Assignment — Rewrite the passage on Guatemalan food markets, starting with "The colours on" and going on through "for the senses.", swapping "avocados" for "mangoes".

*** Opening Text block ***

Guatemalan food markets are a national institution. Bustling and sprawling, lining roads and street corners, freighted with fruit and vegetables, they are where Guatemalans come together. At a Guatemalan food market you haggle and bargain and mingle. You often find yourself being accommodated by a community of vendors – if one person doesn’t have what you are looking for then they will send word to their neighbour who does. The sense of communality is palpable, and the experience of this – often exhilarating, occasionally bewildering, always vivid – represents a stark contrast to the alienating anonymity that can characterise grocery shopping in air-conditioned Western supermarkets and mega-marts.
The colours on display in Guatemalan food markets are worth the trip alone. Deep yellow bananas, blazing pink watermelons, baskets of bright red and black and white beans. The country’s fertile volcanic soil is perfect for growing an array of remarkably sized produce – the giant avocados could be mistaken for dinosaur eggs – that, displayed together, create a rich tapestry of tones. And then there are the scents, the sharp aromas of so many different herbs and spices. Guatemalan food markets are a feast for the senses.

*** Closing Text block ***
*** Opening Provided material ***

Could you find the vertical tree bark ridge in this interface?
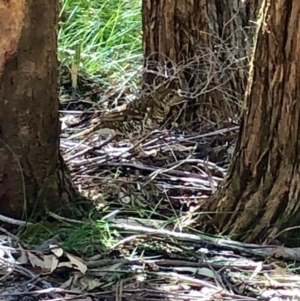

*** Closing Provided material ***

Result of the task —
The colours on display in Guatemalan food markets are worth the trip alone. Deep yellow bananas, blazing pink watermelons, baskets of bright red and black and white beans. The country’s fertile volcanic soil is perfect for growing an array of remarkably sized produce – the giant mangoes could be mistaken for dinosaur eggs – that, displayed together, create a rich tapestry of tones. And then there are the scents, the sharp aromas of so many different herbs and spices. Guatemalan food markets are a feast for the senses.